[Image point grounding data]
/---

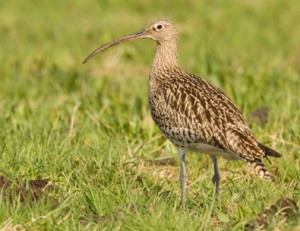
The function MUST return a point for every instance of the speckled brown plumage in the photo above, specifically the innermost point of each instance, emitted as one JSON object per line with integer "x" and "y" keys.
{"x": 192, "y": 113}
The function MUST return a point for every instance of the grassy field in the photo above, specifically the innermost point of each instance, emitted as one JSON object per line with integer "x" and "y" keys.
{"x": 78, "y": 147}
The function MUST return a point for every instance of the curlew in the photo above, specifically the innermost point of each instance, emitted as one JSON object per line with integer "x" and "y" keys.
{"x": 193, "y": 114}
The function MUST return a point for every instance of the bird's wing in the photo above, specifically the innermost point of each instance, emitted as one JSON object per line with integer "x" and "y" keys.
{"x": 211, "y": 115}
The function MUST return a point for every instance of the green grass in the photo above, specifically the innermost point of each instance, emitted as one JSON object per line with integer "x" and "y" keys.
{"x": 97, "y": 166}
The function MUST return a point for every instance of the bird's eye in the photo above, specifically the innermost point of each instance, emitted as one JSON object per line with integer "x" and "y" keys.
{"x": 159, "y": 26}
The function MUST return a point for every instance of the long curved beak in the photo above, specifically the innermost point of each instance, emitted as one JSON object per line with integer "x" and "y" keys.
{"x": 137, "y": 35}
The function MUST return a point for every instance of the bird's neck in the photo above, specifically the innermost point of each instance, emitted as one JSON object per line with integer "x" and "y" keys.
{"x": 165, "y": 59}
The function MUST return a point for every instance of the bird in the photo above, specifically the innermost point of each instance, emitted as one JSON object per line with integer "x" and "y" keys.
{"x": 192, "y": 113}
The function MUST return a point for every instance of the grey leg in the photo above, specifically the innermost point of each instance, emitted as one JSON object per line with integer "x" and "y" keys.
{"x": 216, "y": 176}
{"x": 181, "y": 154}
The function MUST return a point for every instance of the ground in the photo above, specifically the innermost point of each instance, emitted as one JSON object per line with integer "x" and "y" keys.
{"x": 78, "y": 147}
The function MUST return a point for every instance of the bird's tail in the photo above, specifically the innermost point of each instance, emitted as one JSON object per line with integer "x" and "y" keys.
{"x": 259, "y": 168}
{"x": 269, "y": 151}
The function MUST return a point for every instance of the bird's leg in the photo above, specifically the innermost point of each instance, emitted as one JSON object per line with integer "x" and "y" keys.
{"x": 181, "y": 154}
{"x": 216, "y": 176}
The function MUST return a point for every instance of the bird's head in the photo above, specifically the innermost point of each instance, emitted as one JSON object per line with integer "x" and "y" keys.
{"x": 160, "y": 30}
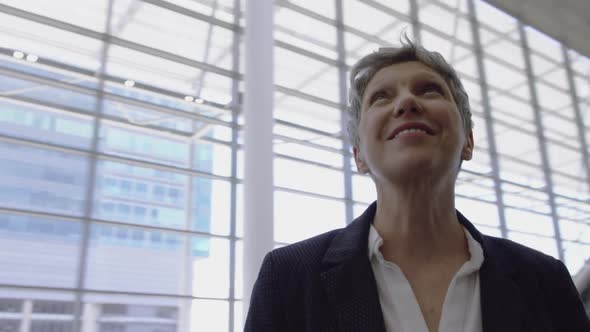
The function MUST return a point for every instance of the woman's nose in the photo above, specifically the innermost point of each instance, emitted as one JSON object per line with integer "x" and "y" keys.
{"x": 407, "y": 104}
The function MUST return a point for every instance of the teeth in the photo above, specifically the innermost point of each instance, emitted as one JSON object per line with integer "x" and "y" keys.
{"x": 407, "y": 131}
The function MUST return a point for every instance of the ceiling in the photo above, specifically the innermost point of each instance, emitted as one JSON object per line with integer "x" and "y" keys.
{"x": 565, "y": 20}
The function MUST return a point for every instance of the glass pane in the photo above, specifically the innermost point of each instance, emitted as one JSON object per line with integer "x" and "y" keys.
{"x": 39, "y": 251}
{"x": 305, "y": 32}
{"x": 91, "y": 14}
{"x": 149, "y": 260}
{"x": 478, "y": 213}
{"x": 307, "y": 177}
{"x": 298, "y": 217}
{"x": 45, "y": 124}
{"x": 42, "y": 180}
{"x": 363, "y": 188}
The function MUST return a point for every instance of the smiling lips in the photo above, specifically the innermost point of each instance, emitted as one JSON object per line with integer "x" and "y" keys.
{"x": 411, "y": 127}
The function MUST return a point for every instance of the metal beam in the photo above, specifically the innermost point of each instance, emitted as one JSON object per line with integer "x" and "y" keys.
{"x": 541, "y": 139}
{"x": 489, "y": 121}
{"x": 92, "y": 174}
{"x": 342, "y": 86}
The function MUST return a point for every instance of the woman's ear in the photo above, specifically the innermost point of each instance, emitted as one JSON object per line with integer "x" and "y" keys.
{"x": 467, "y": 151}
{"x": 360, "y": 162}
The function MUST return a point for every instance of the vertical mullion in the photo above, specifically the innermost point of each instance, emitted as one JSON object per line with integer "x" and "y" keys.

\---

→ Work request: Your answer must be every record above, word for word, with no pictures.

→ Your solution:
The function MUST return a point for every instance of the speckled brown plumage in the photo above, specifically the innermost point of each instance, emitted as one JSON object per line with integer "x" and "y" keys.
{"x": 192, "y": 113}
The function MUST return a point for every instance of the grassy field in the photo above, specifically the innermost point of each instance, emitted as one JSON object per line with integer "x" and "y" keys.
{"x": 78, "y": 147}
The function MUST return a point for every instance of the curlew in the photo above, specifically the innermost point of each instance, emitted as one JSON object per line with integer "x" and "y" keys.
{"x": 193, "y": 114}
The function MUST return a point for every instance of the bird's wing in the photo above, specifically the innermost point of each instance, emitted as one JSON object per line with integer "x" and "y" keys.
{"x": 211, "y": 115}
The function MUST return a point for every instance of the green grass in the photo above, specifically the innermost point of each instance, emitted as one JSON object per line with integer "x" and "y" keys.
{"x": 97, "y": 166}
The function MUST return a point for every instance of the bird's eye in the photo above, specifically the innermost point of each instance, emitted as one JSON object per line with integer "x" and "y" keys.
{"x": 159, "y": 26}
The function MUST return a point for every instance of the long curved beak in the photo above, specifically the innermost point of each instance, emitted as one JSON object per line with integer "x" and "y" keys.
{"x": 137, "y": 35}
The function MUST return a point for every instance of the bird's neck in the photo above, specifically the innermost point of each instance, emitted as one JSON object per line with integer "x" and "y" keys.
{"x": 165, "y": 59}
The function MUST return a point for every instance of the bird in the photo above, specifically the innermost point of each instance, emitted as one JSON object per line with integer "x" and "y" keys.
{"x": 192, "y": 113}
The function MUST return a point for every instance of the grey leg in the photo above, specifically the innermost point of each instance, emitted as one JSON object per line with integer "x" and "y" keys.
{"x": 216, "y": 176}
{"x": 181, "y": 154}
The function MUST return a point for every instance of the ground in the photo above, specifically the innermost point of each instance, emitted as one JSON object per line with integer "x" and "y" keys.
{"x": 78, "y": 147}
The function MUST return a point for every instance of the bird's tail in the photo above, specifically the innermost point of each instance, emitted as one JSON object per line with integer "x" and "y" keys.
{"x": 259, "y": 168}
{"x": 269, "y": 151}
The function MUST return a point for every instance of the bird's leg in the photo above, specifically the innermost point of each instance, emitted as one JSON object per line with integer "x" and "y" keys.
{"x": 181, "y": 154}
{"x": 216, "y": 176}
The function MUST return a point for every instance of the bird's head in the photo above, specifically the innermost point of each instance, emitted as one JSON object per line with integer "x" and "y" keys.
{"x": 160, "y": 30}
The function MUST return a point for every instance of the woman's nose in the photo above, specifically the innermost point of each instance, emitted as one JSON object per line with integer "x" and "y" keys.
{"x": 407, "y": 104}
The function MUST return a point for every instance of the teeth in the photo above, specifically the innermost point of each instance, emitted as one JSON object per line with integer "x" and "y" keys.
{"x": 407, "y": 131}
The function MUST return a point for every instance of the ceiling in the photo above, specifically the innermost point of each instance, emitted as one JSON object per line with integer "x" and "y" keys.
{"x": 565, "y": 20}
The function MUST return a point for every instance of the glass pane in the photo above, specifically the innermost point of each instance, emitted as one JSON object per line with integer "x" and "y" keys.
{"x": 39, "y": 251}
{"x": 305, "y": 32}
{"x": 91, "y": 14}
{"x": 149, "y": 260}
{"x": 478, "y": 213}
{"x": 307, "y": 177}
{"x": 298, "y": 217}
{"x": 45, "y": 124}
{"x": 42, "y": 180}
{"x": 363, "y": 188}
The function MUST return a point for every instance of the smiling lips in the photo above, specifically the innermost point of each instance, emitted as one JSON object per line with integer "x" and "y" keys.
{"x": 411, "y": 127}
The function MUST return a point for every instance of the metal beam in the photo above, specifically the innermost point of each instance, emitted as one JSON object per line with integer "x" and "y" keys.
{"x": 541, "y": 139}
{"x": 489, "y": 121}
{"x": 92, "y": 174}
{"x": 342, "y": 86}
The function MUST return a point for every instance of the woman's ear in the photo above, specifically the innermost point of each instance, emitted as one JSON object per line with integer "x" and "y" keys.
{"x": 467, "y": 151}
{"x": 360, "y": 162}
The function MUST return a point for every instance of the vertical mullion in the photo above, specifically the innermost point of each instance, emitted as one JSON object per line with integer "x" and "y" keys.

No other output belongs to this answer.